_Çıkarılan metin:_
↓↓↓
Kuyder

Sahil camileri cemaatini bekliyor...

                                             04-Ekim-2011   22:14:12

MAHZUN VE YALNIZ CAMİLER

 

Müslümanlar için temiz olmak şartıyla yeryüzü Mescit olsa da; Birlikteliğin, cemaat olmanın şuuru camilerimizin kubbelerinin altında yaşanır. Her yerleşim alanında toplu ibadet için camiolmazlarımızdandır. Yeni bir yerleşim merkezi oluşmaya başladığında, komşular hemen dernekleşir ve toplumsal bir ihtiyaç olan ibadet mekânı sorunu el birliğiyle çözülmeye çalışılır.

 
İnsanlık tarihine baktığımızda en dikkat çeken ve günümüze kadar ayakta kalan yapılar ibadethanelerdir. Halk çok mütevazı şartlarda yaşarken, ibadethanelerini görkemli, gösterişli ve sağlam yapmışlardır. Temel ihtiyaçlarını öteleyen insanlık, tapınakları için her türlü fedakârlığı göstermiştir.
 
Dini Mimari akla geldiğinde de daima büyük mabetler konu edilir ve tanıtılır. Buna bağlı olarak da bu mabetler ziyaret edilir. Kıyıda-köşede kalmış mabetlerden kimse söz etmez. Onlar bir kenarda bir kaç ihtiyar ziyaretçisi ile mahzun olarak geleceğe doğru yol alırlar.
 
Ülkemizi gezerken dikkatimi turistik bölgelerdeki camilerimiz çeker. Onları ziyaret eden olmadığı gibi kapısını çalan ve mütevazı sergileri üzerine alınlarını secdeye koyanlar da yok denecek kadar azdır.
 
Bugün turizm denildiğinde, deniz kenarında bulunan sahil bölgeleri akla gelir. İşte iç ve dış turizm başlamadan, balıkçılık, hayvancılık ve tarımla uğraşan küçük yerleşim merkezlerimiz vardı. Günlük iaşelerini temin derdinde olan bu Anadolu insanı camilerini de yerleşim alanlarının en güzel yerlerine yaptılar.
 

  

Turizmle birlikte, bu belde ve köylerimiz ranta yenik düşmeye başladılar. Güzelim verimli topraklar beton yığınlarına yenik düştü. Mantar biter gibi camilerin etrafı binalar ile doldu. Etrafı açık, ferah camiler dört bir taraftan kuşatıldı. Öyle ticari mekânlar oluşmuş durumdaki camilerin etrafında, sanki camiye saldıracak ve onu yok edecek görünümüne sahipler.
 
Gezdiğim, gördüğüm her turistik yerde camiler; bar, cafe, disko vb. mekânlar ile kuşatılmış durumda. Yirmi dört saat gürültüsü eksik olmayan bu dünyanın içersinde ezan sesleri ya duyulmuyor ya da duyulmak istenmiyor.
↑↑↑
_Kayıtlı liste:_
↓↓↓
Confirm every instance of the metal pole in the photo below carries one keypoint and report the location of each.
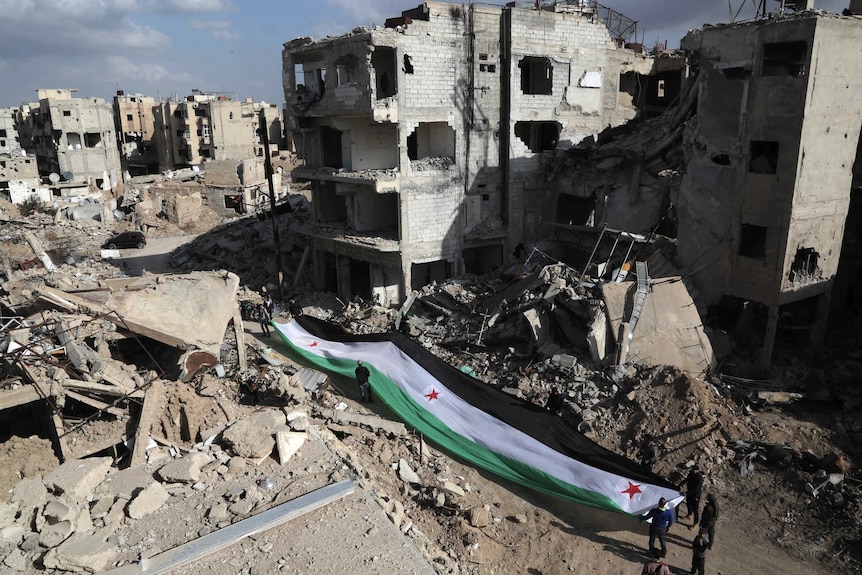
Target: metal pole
(264, 135)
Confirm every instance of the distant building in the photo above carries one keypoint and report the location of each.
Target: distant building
(213, 127)
(72, 137)
(9, 138)
(424, 141)
(769, 194)
(135, 124)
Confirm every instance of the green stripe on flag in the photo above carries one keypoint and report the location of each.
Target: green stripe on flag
(439, 433)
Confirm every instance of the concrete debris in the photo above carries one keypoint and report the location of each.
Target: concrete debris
(149, 500)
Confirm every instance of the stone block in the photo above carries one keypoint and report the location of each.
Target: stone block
(81, 553)
(79, 477)
(149, 500)
(183, 470)
(127, 482)
(253, 436)
(30, 492)
(288, 442)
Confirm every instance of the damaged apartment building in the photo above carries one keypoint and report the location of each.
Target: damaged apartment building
(424, 140)
(770, 179)
(73, 138)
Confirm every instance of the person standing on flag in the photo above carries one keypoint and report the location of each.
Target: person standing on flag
(662, 519)
(362, 376)
(655, 566)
↑↑↑
_Belirtilen sorun 1:_
Lütfen listede "Confirm every instance of the person" ifadesini içeren satırdan listenin sonuna kadar uzanan bölümü, iki ucu da dahil olmak üzere, hiçbir değişiklik yapmadan tekrarla.
_Belirtilen sorun 2:_
Turistik sahil beldelerindeki camiler üzerine yazıyı kaldığı yerden sürdür.

_Çıktı 1:_
Confirm every instance of the person standing on flag in the photo above carries one keypoint and report the location of each.
Target: person standing on flag
(662, 519)
(362, 376)
(655, 566)

_Çıktı 2:_
 
Şairin “Bu ezanlar ki” diye başlayan mısraları, yüzde 99’u Müslüman olan halkımız rakamının karşısında eriyip gidiyor.

 

  

Camilerin etrafı ışıl ışıl, renk cümbüşü, canlı bir hayatı barındırıyor. Bütün binalar en modern şekilde dizayn edilmiş. Ama camiler, en sade yapılarıyla, sessiz bir şekilde bu Kalabalığın içerisinde kaybolup gitmemeye çalışıyor.

 
Ezan sesini duyduğunda ona saygı gösteren Gayr-i Müslimleri bilirken, % 99’luk halk ezan sesini duyduğunda hiç oralı olmadan sezlonglarda sere serpe uzanmaya devam ediyor. Başını çevirip bu ulvi ses beni nereye çağırıyor deme ihtiyacı duymuyor. Anadolu halkı aldığı terbiye sonucu ezan duyduğunda müziğin sesini kapatırken, turistik bölgede her şey bangır bangır ötmeye devam ediyor.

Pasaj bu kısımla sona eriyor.